◆ **Exercise 1**
In the blog text below, what does Stephen Bloom teach, and at which university?
◆ **Exercise 2**
Write the next part of the blog text below, picking up after its final sentence about searching for the original of the quote.

◆ **Text shown**
----------

More tomorrow, when the world wakes up from its food coma, eh?

Posted at 8:32 am in Same ol' same ol' | 32 Comments
 

Always check the film.

I need to knock together a short video for my other site, which doesn’t exactly count as a chore, except when it does. And it has to be done pretty soon, because I’m taking Kate downtown later today for a little micro-internship with an acquaintance who owns a recording studio. I take all career aspirations at this age with a mine full of salt, but it does no harm to encourage. And who knows? Maybe she will be a music producer, and maybe she’ll be the next Rick Rubin. I read a profile of Rubin once, years ago, with the arresting detail that he lived with his parents until years after an average adult would be shamed into leaving the nest, much less one with a hot streak of charting records, and not only that, he would crawl into their bed with them when he came home from a night out, and they’d talk about what he did. Srsly. The story featured a photo of all three of them, in bed.

So maybe not. But it won’t do her any harm to watch Jim lay down a few guitar tracks, which is the task for today.

So what I’m saying is, I have to turn my energies elsewhere this morning. How about some bloggage instead?

And….I don’t have much.

But I do have something for you English nerds. A little background: The Atlantic recently published a piece by Stephen Bloom, a University of Iowa journalism professor, a 4,000-word essay slagging the state as it prepares to kick off the 2012 presidential race with its famous caucuses. I haven’t read it; I refuse to read it; you can’t make me. Did I punctuate that sentence correctly? I ask because perhaps the only interesting detail in it is this blog post by the editor of the Gazette, which singles out this passage by Bloom…

When my family and I first moved to Iowa, our first Easter morning I read the second-largest newspaper in the state (the Cedar Rapids Gazette) with this headline splashed across Page One: HE HAS RISEN.

…and does what Bloom didn’t: Check the microfilm. Turns out the front page indeed includes the words “He is risen,” but not in a headline splashed across the page, but in a rather pedestrian graphic that papers run on holidays like Easter. The type is actually quite small. If anything is splashed across the page, it’s the headline MURDER DRAMA, but you know how memory is.

Anyway, score one for the editor, but in his blog, he writes:

I tend to see the religious aspect of that day’s newspaper as less splash and more dribble, kind of like Bloom’s 4,000-word embellishment.

I get what he’s going for here, comparing splash to dribble, but in comparing it to the original essay, I think he’s confusing dribble and drivel. And that, my friends, is the long way around to making several hundred words of fussy superciliousness.

Supercilious. Now there’s a word.

Off to edit video. And HT to Jeff for finding the editor’s blog. Enjoy the final countdown, all.

Posted at 10:34 am in Media, Same ol' same ol' | 49 Comments
 

Cite, please.

Someone in one of my social networks posted a quote — “Be kind, for everyone you meet is fighting a great battle” — and attributed it to Plato. Even allowing for translation from ancient Greek, that doesn’t sound like Plato’s territory (like I would know), but it sent me in search of the original.

----------

(Dataset entries)

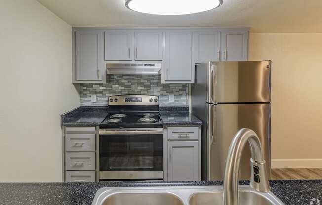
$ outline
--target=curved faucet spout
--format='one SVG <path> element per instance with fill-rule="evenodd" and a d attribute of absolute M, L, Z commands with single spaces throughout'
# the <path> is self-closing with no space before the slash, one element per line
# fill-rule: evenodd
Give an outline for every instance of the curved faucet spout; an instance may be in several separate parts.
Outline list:
<path fill-rule="evenodd" d="M 235 135 L 228 150 L 224 179 L 224 205 L 238 205 L 238 171 L 242 151 L 247 142 L 251 152 L 250 186 L 259 192 L 270 191 L 259 138 L 252 130 L 242 128 Z"/>

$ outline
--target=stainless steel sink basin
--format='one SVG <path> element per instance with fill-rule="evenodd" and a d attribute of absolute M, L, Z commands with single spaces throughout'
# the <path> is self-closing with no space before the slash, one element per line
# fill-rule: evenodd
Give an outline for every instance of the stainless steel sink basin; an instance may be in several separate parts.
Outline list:
<path fill-rule="evenodd" d="M 272 193 L 240 186 L 240 205 L 285 205 Z M 92 205 L 223 205 L 222 186 L 106 187 Z"/>
<path fill-rule="evenodd" d="M 249 189 L 242 189 L 239 192 L 239 205 L 280 205 L 281 201 L 276 200 L 273 195 L 252 191 Z M 190 205 L 223 205 L 222 191 L 205 193 L 197 193 L 191 195 Z"/>
<path fill-rule="evenodd" d="M 168 193 L 119 193 L 105 198 L 102 205 L 183 205 L 180 198 Z"/>

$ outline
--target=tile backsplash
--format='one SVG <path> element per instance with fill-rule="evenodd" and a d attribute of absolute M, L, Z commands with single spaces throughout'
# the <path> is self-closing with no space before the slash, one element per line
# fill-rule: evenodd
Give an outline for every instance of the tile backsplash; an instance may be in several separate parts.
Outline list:
<path fill-rule="evenodd" d="M 80 85 L 80 106 L 107 106 L 109 96 L 121 94 L 147 94 L 159 96 L 160 106 L 188 106 L 188 85 L 161 84 L 161 75 L 110 75 L 106 84 Z M 91 102 L 96 94 L 97 102 Z M 169 102 L 169 95 L 174 102 Z"/>

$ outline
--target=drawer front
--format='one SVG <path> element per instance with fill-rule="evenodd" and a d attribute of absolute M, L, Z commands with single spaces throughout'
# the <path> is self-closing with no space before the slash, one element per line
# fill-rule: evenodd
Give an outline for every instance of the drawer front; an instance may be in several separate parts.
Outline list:
<path fill-rule="evenodd" d="M 67 134 L 65 151 L 95 151 L 95 134 Z"/>
<path fill-rule="evenodd" d="M 91 132 L 94 133 L 95 127 L 66 127 L 65 129 L 66 132 Z"/>
<path fill-rule="evenodd" d="M 198 140 L 198 127 L 168 127 L 168 139 L 176 140 Z"/>
<path fill-rule="evenodd" d="M 66 171 L 66 182 L 95 182 L 95 171 Z"/>
<path fill-rule="evenodd" d="M 67 152 L 66 170 L 95 170 L 95 152 Z"/>

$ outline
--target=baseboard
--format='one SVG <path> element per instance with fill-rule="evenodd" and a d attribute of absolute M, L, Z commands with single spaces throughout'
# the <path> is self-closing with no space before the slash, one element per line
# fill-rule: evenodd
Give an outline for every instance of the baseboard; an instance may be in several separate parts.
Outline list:
<path fill-rule="evenodd" d="M 272 168 L 321 168 L 322 159 L 272 159 Z"/>

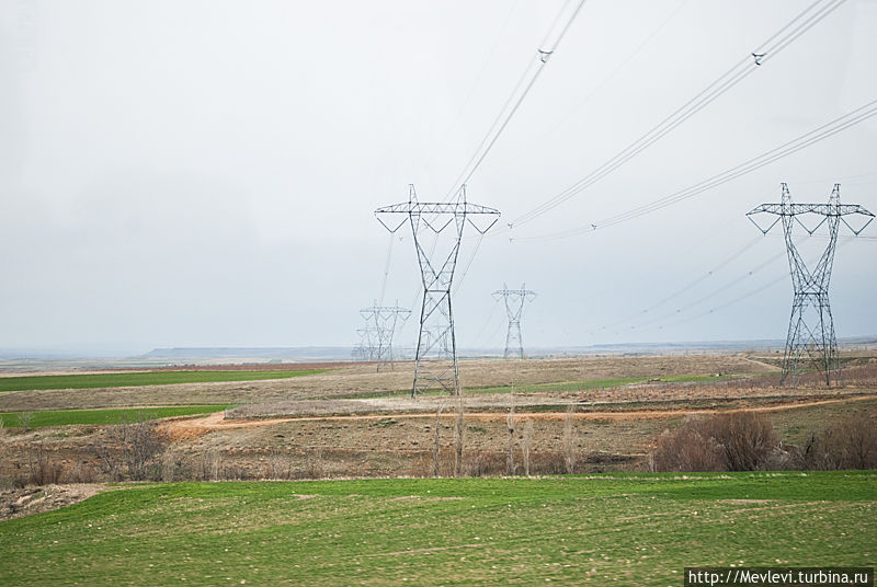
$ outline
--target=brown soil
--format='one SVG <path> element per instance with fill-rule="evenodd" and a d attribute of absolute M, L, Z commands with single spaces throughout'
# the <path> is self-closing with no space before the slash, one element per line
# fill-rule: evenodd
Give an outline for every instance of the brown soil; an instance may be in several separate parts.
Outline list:
<path fill-rule="evenodd" d="M 0 521 L 59 509 L 105 490 L 100 483 L 44 485 L 0 491 Z"/>
<path fill-rule="evenodd" d="M 839 398 L 834 400 L 820 400 L 809 402 L 783 403 L 778 405 L 759 405 L 744 410 L 750 412 L 777 412 L 781 410 L 794 410 L 800 407 L 812 407 L 817 405 L 836 404 L 845 402 L 858 402 L 877 400 L 877 395 L 855 395 L 851 398 Z M 615 412 L 573 412 L 572 417 L 577 421 L 600 421 L 600 422 L 630 422 L 640 419 L 668 419 L 682 416 L 715 414 L 721 410 L 630 410 Z M 738 412 L 740 410 L 725 410 L 726 412 Z M 162 425 L 162 431 L 172 440 L 183 438 L 194 438 L 202 434 L 213 430 L 228 430 L 235 428 L 254 428 L 261 426 L 273 426 L 285 422 L 379 422 L 391 417 L 392 419 L 429 418 L 435 419 L 434 413 L 392 413 L 392 414 L 355 414 L 355 415 L 328 415 L 328 416 L 298 416 L 286 418 L 259 418 L 259 419 L 226 419 L 223 412 L 217 412 L 202 418 L 173 419 Z M 456 415 L 453 412 L 441 414 L 444 419 L 453 419 Z M 505 422 L 509 417 L 508 412 L 475 412 L 467 413 L 466 419 L 471 422 Z M 566 412 L 517 412 L 515 417 L 519 421 L 562 421 L 567 417 Z"/>

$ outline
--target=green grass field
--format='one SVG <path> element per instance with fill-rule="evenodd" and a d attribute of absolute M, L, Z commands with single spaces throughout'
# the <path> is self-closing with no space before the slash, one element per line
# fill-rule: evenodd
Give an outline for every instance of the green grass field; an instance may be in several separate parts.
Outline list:
<path fill-rule="evenodd" d="M 0 523 L 0 585 L 682 585 L 877 560 L 877 472 L 123 485 Z"/>
<path fill-rule="evenodd" d="M 212 383 L 218 381 L 262 381 L 324 373 L 327 369 L 282 371 L 143 371 L 90 375 L 41 375 L 0 377 L 0 393 L 41 389 L 128 388 L 170 385 L 172 383 Z"/>
<path fill-rule="evenodd" d="M 47 426 L 95 425 L 105 426 L 122 422 L 168 418 L 172 416 L 192 416 L 213 414 L 230 407 L 229 405 L 169 405 L 162 407 L 127 407 L 116 410 L 57 410 L 32 412 L 31 428 Z M 20 427 L 19 412 L 0 413 L 0 421 L 8 428 Z"/>

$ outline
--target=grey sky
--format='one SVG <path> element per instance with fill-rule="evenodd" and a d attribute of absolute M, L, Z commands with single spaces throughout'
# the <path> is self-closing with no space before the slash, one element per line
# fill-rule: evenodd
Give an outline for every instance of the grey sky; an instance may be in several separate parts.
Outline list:
<path fill-rule="evenodd" d="M 445 196 L 562 4 L 0 0 L 0 348 L 354 344 L 389 241 L 373 210 L 407 199 L 409 183 Z M 501 223 L 528 211 L 806 5 L 588 2 L 469 199 Z M 755 240 L 744 214 L 777 200 L 779 182 L 798 202 L 840 182 L 842 200 L 877 211 L 877 119 L 642 218 L 524 239 L 671 194 L 877 99 L 875 30 L 877 2 L 848 0 L 596 185 L 486 238 L 455 294 L 458 344 L 502 344 L 490 294 L 503 281 L 539 294 L 525 345 L 784 337 L 785 258 L 738 279 L 783 251 L 776 237 L 649 313 L 707 298 L 679 316 L 601 326 Z M 411 308 L 419 276 L 400 237 L 385 301 Z M 840 336 L 877 332 L 876 248 L 839 248 Z"/>

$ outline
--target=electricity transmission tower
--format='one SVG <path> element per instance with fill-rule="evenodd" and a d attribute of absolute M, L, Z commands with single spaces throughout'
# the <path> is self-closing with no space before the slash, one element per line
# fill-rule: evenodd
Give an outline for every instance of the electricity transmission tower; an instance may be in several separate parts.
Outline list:
<path fill-rule="evenodd" d="M 454 314 L 451 311 L 451 286 L 457 266 L 463 229 L 468 223 L 483 234 L 499 220 L 493 208 L 466 202 L 466 186 L 460 187 L 456 202 L 418 202 L 414 186 L 409 185 L 408 202 L 375 210 L 375 217 L 390 232 L 408 221 L 414 237 L 414 249 L 423 283 L 423 303 L 420 309 L 420 332 L 414 358 L 414 382 L 411 395 L 421 390 L 441 387 L 459 394 L 457 345 L 454 337 Z M 448 227 L 452 231 L 446 231 Z M 442 248 L 440 237 L 445 233 Z M 424 242 L 433 235 L 432 244 Z M 451 237 L 449 239 L 447 237 Z"/>
<path fill-rule="evenodd" d="M 791 318 L 788 324 L 786 350 L 783 356 L 783 375 L 779 383 L 782 384 L 790 373 L 793 385 L 796 384 L 798 364 L 805 358 L 823 373 L 827 385 L 831 385 L 832 380 L 843 384 L 838 341 L 834 336 L 834 321 L 829 306 L 829 281 L 834 264 L 838 229 L 843 223 L 853 234 L 858 235 L 874 219 L 874 215 L 862 206 L 841 204 L 840 184 L 834 184 L 828 204 L 794 204 L 788 186 L 785 183 L 782 185 L 783 198 L 779 204 L 762 204 L 747 214 L 752 223 L 764 234 L 767 234 L 782 221 L 786 240 L 795 296 L 791 302 Z M 763 225 L 755 221 L 758 215 L 774 215 L 776 218 L 764 228 Z M 858 215 L 858 219 L 864 221 L 858 229 L 853 228 L 847 220 L 852 220 L 853 215 Z M 798 225 L 811 237 L 822 227 L 828 230 L 828 245 L 813 268 L 807 267 L 795 245 L 791 237 L 795 225 Z"/>
<path fill-rule="evenodd" d="M 375 300 L 371 308 L 360 310 L 360 315 L 365 319 L 366 326 L 358 332 L 363 336 L 363 346 L 368 348 L 369 360 L 377 361 L 377 370 L 387 367 L 392 370 L 392 335 L 399 320 L 405 322 L 411 315 L 411 310 L 396 306 L 378 306 Z"/>
<path fill-rule="evenodd" d="M 512 355 L 517 358 L 524 358 L 524 343 L 521 339 L 521 314 L 524 312 L 524 302 L 533 301 L 536 298 L 536 292 L 526 289 L 525 285 L 521 285 L 521 289 L 509 289 L 509 286 L 502 284 L 502 289 L 493 292 L 493 299 L 499 300 L 502 298 L 505 301 L 505 313 L 509 315 L 509 331 L 505 333 L 505 353 L 504 358 Z"/>

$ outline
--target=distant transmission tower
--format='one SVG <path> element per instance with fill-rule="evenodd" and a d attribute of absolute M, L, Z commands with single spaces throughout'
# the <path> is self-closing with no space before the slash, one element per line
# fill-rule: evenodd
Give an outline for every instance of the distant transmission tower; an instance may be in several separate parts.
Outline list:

----------

◆ **Exercise answer 1**
He is a journalism professor at the University of Iowa.

◆ **Exercise answer 2**
For those of you who care, I have been deploying this aphorism with greater frequency of late; life with a teenager will do that, especially when they get wound up about their persecution by this or that teacher, or the relative weirdness of this or that classmate. I hate to get all Hallmark on her, but it’s a useful observation that you don’t know what’s going on in another person’s life, that sometimes it expresses itself in persecution or weirdness, which underlines what I think should be the central message of parent to child at this time in their lives: It’s not about you, and it’s hardly ever about you, so chill.

In the past, I would trot off to Bartlett’s Familiar Quotations, a copy of which I own. Because I am crazy, and because I used to leaf through it when I was bored and stuck for inspiration. For the hell of it and the pre-internet thrill of it all, I just did. Not in there, which shoots the Plato attribution all to hell. So I turn to the mighty internet, and quickly bog down in the Straight Dope discussion boards, where smart people who know everything gather, and have already taken this one apart.

Not Plato. Probably Ian MacLaren, a Scottish author who left us in 1907.

It took more legwork, but part of me misses reference books. Dictionaries, thesauruses, reference grammars, Bartlett’s Familiar, etc. (Not “The Elements of Style.” I read Strunk & White, but I never picked it up again, and writers who hold it up like a beacon through the murky, wordy darkness get on my last goddamn nerve. It’s usually some twit in a bow tie. A useful text if you want to write like E.B. White, but not everyone does.) I miss them like I miss smoking — as a writer’s procrastination device. Stuck? Lean back, light a cigarette, think for a couple minutes. Or select one of your tomes and leaf through it for a minute or two, in search of le mot juste. In fact, there’s a book by that very title, Le Mot Juste, to help you find just the right foreign word or phrase to punctuate your essay. For writers who cannot afford George Will’s quote boy, it’s nice to have.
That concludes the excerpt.